## TEXTE FOURNI
Il peut être nécessaire de préciser dans la directive quelle va être la date de mise en application. Lorsque nous procédions à l'incorporation d'une norme par renvoi dans la réglementation en Ontario, ce n'était pas nécessairement à la date de la publication. Nous procédions six mois à l'avance pour que l'industrie ait le temps de se préparer à l'utiliser. C'est sur cette directive qu'il nous faut nous préparer à travailler, et non sur le renvoi des normes dans la réglementation.
Le sénateur McIntyre : Je vois l'intérêt d'une incorporation par renvoi fixe ou statique.
M. Walter : Par opposition à une incorporation dynamique, c'est ce que vous voulez dire?
Le sénateur McIntyre : Oui.
M. Walter : L'incorporation de type statique donne aussi des résultats et peut s'avérer le meilleur choix. Je n'en pense pas moins qu'il peut bien y avoir des cas pour lesquels il est avantageux pour le Canada ou pour la santé et la sécurité de la population canadienne que le responsable de la réglementation et les intervenants aient pris part à l'élaboration de la norme et que l'on ait consulté le public. Plutôt que de reprendre la procédure législative et d'apporter des modifications dans un nouveau règlement, on peut faire appel à une procédure dynamique. Les modifications sont apportées. On publie une nouvelle édition et l'on peut alors s'en servir.

## CONSIGNES
1. Disposez en tableau Markdown les lignes des enregistrements, à partir de celle qui contient «white zip-up jacket -> trace every instance» et jusqu'à la fin des enregistrements, ces deux limites comprises. Utilisez les colonnes «Rang» et «Ligne», omettez les lignes vides et ne reproduisez pas les images.
2. Poursuivez le texte sur l'incorporation de normes par renvoi dans la réglementation, à partir de sa dernière phrase.

## ENREGISTREMENTS FOURNIS

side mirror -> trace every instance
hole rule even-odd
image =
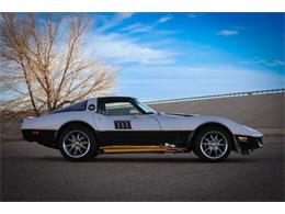
[[[140,112],[139,112],[139,111],[137,111],[137,110],[134,110],[134,109],[133,109],[133,110],[130,110],[130,111],[129,111],[129,113],[130,113],[130,114],[134,114],[134,115],[140,114]]]

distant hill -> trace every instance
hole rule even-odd
[[[216,114],[255,128],[284,129],[285,92],[149,104],[164,113]]]
[[[264,134],[284,134],[285,92],[252,94],[208,100],[159,101],[149,104],[158,112],[186,114],[216,114],[254,127]],[[9,112],[1,112],[1,139],[21,139],[23,113],[11,120]]]

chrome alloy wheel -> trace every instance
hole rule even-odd
[[[90,149],[90,139],[82,131],[70,131],[64,138],[64,150],[72,158],[81,158]]]
[[[223,133],[210,131],[203,135],[200,146],[207,158],[218,159],[227,153],[228,140]]]

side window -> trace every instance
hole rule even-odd
[[[140,114],[130,102],[106,102],[102,103],[99,113],[107,116],[122,116]]]
[[[86,111],[87,110],[87,101],[77,102],[75,104],[71,104],[69,106],[59,109],[54,111],[53,113],[59,113],[59,112],[73,112],[73,111]]]

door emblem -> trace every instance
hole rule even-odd
[[[130,121],[114,121],[116,129],[132,129]]]

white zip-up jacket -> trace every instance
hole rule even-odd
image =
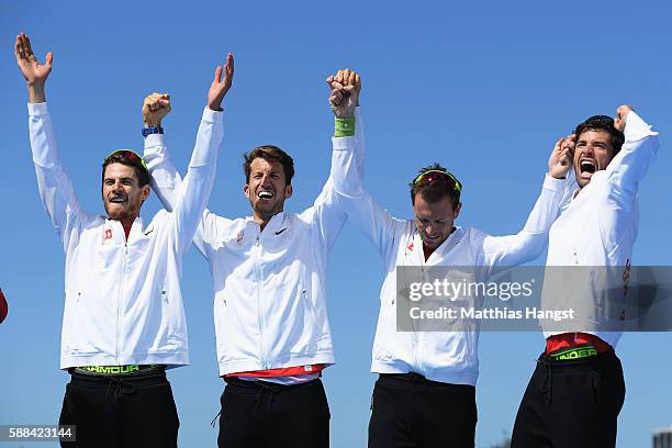
[[[638,189],[659,146],[658,133],[634,111],[624,134],[623,148],[606,169],[593,173],[578,194],[573,182],[550,229],[541,290],[544,309],[574,309],[571,329],[597,335],[613,347],[621,335],[620,321],[632,317],[629,304],[636,305],[625,287],[638,232]],[[547,338],[567,333],[549,325],[541,321]]]
[[[147,147],[145,158],[154,190],[170,210],[180,175],[166,147]],[[362,167],[356,169],[361,176]],[[194,245],[213,279],[220,376],[335,362],[327,255],[346,215],[334,199],[329,178],[313,206],[275,215],[264,232],[251,216],[203,213]]]
[[[203,112],[173,212],[137,217],[127,242],[119,221],[80,209],[46,103],[29,104],[29,125],[40,195],[66,255],[60,368],[189,363],[179,279],[212,189],[222,113]]]
[[[425,261],[423,242],[414,221],[391,216],[363,189],[354,168],[354,137],[334,137],[333,143],[332,176],[337,203],[373,243],[385,269],[371,371],[416,372],[433,381],[475,385],[478,321],[463,320],[462,332],[399,332],[396,267],[473,267],[475,281],[485,281],[495,268],[535,259],[546,247],[565,181],[546,176],[541,194],[518,234],[490,236],[475,228],[458,227]],[[479,303],[471,305],[479,306]]]

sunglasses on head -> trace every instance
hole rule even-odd
[[[103,164],[109,164],[110,161],[116,160],[127,160],[136,164],[141,164],[141,166],[145,169],[145,171],[149,172],[147,169],[147,164],[145,164],[145,159],[139,156],[139,154],[131,150],[131,149],[117,149],[110,154],[103,160]]]
[[[452,176],[448,171],[443,171],[440,169],[430,169],[428,171],[419,173],[412,182],[413,186],[419,186],[423,183],[433,183],[437,180],[446,180],[451,184],[452,189],[457,192],[462,191],[462,183],[457,180],[455,176]]]

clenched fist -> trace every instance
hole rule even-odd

## RÉSULTATS
1.
| Rang | Ligne |
|---|---|
| 1 | white zip-up jacket -> trace every instance |
| 2 | hole rule even-odd |
| 3 | image = |
| 4 | [[[638,189],[659,146],[658,133],[634,111],[624,134],[623,148],[606,169],[593,173],[578,194],[573,182],[550,229],[541,290],[544,309],[574,309],[571,329],[597,335],[613,347],[621,335],[620,321],[632,317],[629,304],[636,305],[625,287],[638,232]],[[547,338],[567,333],[549,325],[541,321]]] |
| 5 | [[[147,147],[145,158],[154,190],[170,210],[180,175],[166,147]],[[362,167],[356,169],[361,176]],[[194,245],[213,279],[220,376],[335,362],[327,255],[346,215],[334,199],[329,178],[313,206],[275,215],[264,232],[251,216],[203,213]]] |
| 6 | [[[203,112],[173,212],[137,217],[127,242],[119,221],[80,209],[46,103],[29,104],[29,125],[40,195],[66,255],[60,368],[189,363],[179,279],[212,189],[222,113]]] |
| 7 | [[[425,261],[423,242],[414,221],[391,216],[363,189],[354,168],[354,137],[334,137],[333,143],[332,176],[337,203],[373,243],[385,269],[371,371],[416,372],[433,381],[475,385],[478,321],[463,320],[462,332],[399,332],[396,267],[473,267],[475,281],[485,281],[495,268],[535,259],[546,247],[565,181],[546,176],[541,194],[518,234],[490,236],[475,228],[458,227]],[[479,303],[471,305],[479,306]]] |
| 8 | sunglasses on head -> trace every instance |
| 9 | hole rule even-odd |
| 10 | [[[103,164],[109,164],[110,161],[116,160],[127,160],[136,164],[141,164],[141,166],[145,169],[145,171],[149,172],[147,169],[147,164],[145,164],[145,159],[139,156],[139,154],[131,150],[131,149],[117,149],[110,154],[103,160]]] |
| 11 | [[[452,176],[448,171],[443,171],[440,169],[430,169],[428,171],[419,173],[412,182],[413,186],[419,186],[423,183],[433,183],[437,180],[446,180],[451,184],[452,189],[457,192],[462,191],[462,183],[457,180],[455,176]]] |
| 12 | clenched fist -> trace every instance |
| 13 | hole rule even-odd |

2.
Le sénateur Jaffer : J'ai quelques questions rapides à vous poser. Avant de commencer, j'aimerais quand même vous interroger à nouveau sur quelque chose que vous venez déjà de nous expliquer. Lorsque des normes sont modifiées en vertu de la législation actuelle, comment vous sont-elles communiquées?
M. Walter : Comment le Conseil des normes est-il informé?
Le sénateur Fraser : Non, comment le public est-il informé?
M. Walter : Comment le public est-il informé?
Le sénateur Jaffer : D'abord le Conseil et ensuite le public. Vous participez à la modification de presque toutes les normes, n'est-ce pas?
M. Walter : Toutes les normes nationales du Canada doivent être agréées par nous. Nous sommes informés quand on les soumet à notre agrément.
Le sénateur Jaffer : Comment procédez-vous alors ou comment procède le gouvernement pour communiquer la norme au public à l'heure actuelle?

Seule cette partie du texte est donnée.